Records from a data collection
►
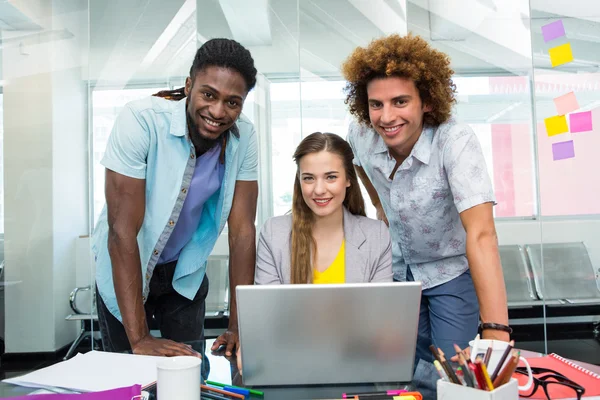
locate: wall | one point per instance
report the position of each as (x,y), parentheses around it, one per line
(45,173)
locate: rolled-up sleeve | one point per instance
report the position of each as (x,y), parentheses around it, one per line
(127,148)
(266,272)
(351,139)
(467,172)
(249,168)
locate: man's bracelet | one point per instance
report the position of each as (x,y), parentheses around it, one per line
(496,327)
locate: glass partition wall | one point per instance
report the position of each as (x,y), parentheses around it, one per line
(68,68)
◄
* WORK INSTRUCTIONS *
Your response should consist solely of the lines from the one containing "locate: rolled-up sleeve" to the end of the entries, both ends included, exactly as they appear.

* WRITTEN REPLY *
locate: rolled-up sleeve | one point per instance
report the position of each as (x,y), parentheses around it, one per line
(127,148)
(266,272)
(351,139)
(467,172)
(249,168)
locate: man's bracelet | one point per instance
report the position of each as (x,y), parentheses around it, one per line
(496,327)
locate: glass partition wall | one point per instance
report the position of each as (x,y), parentheses around it, one per line
(68,68)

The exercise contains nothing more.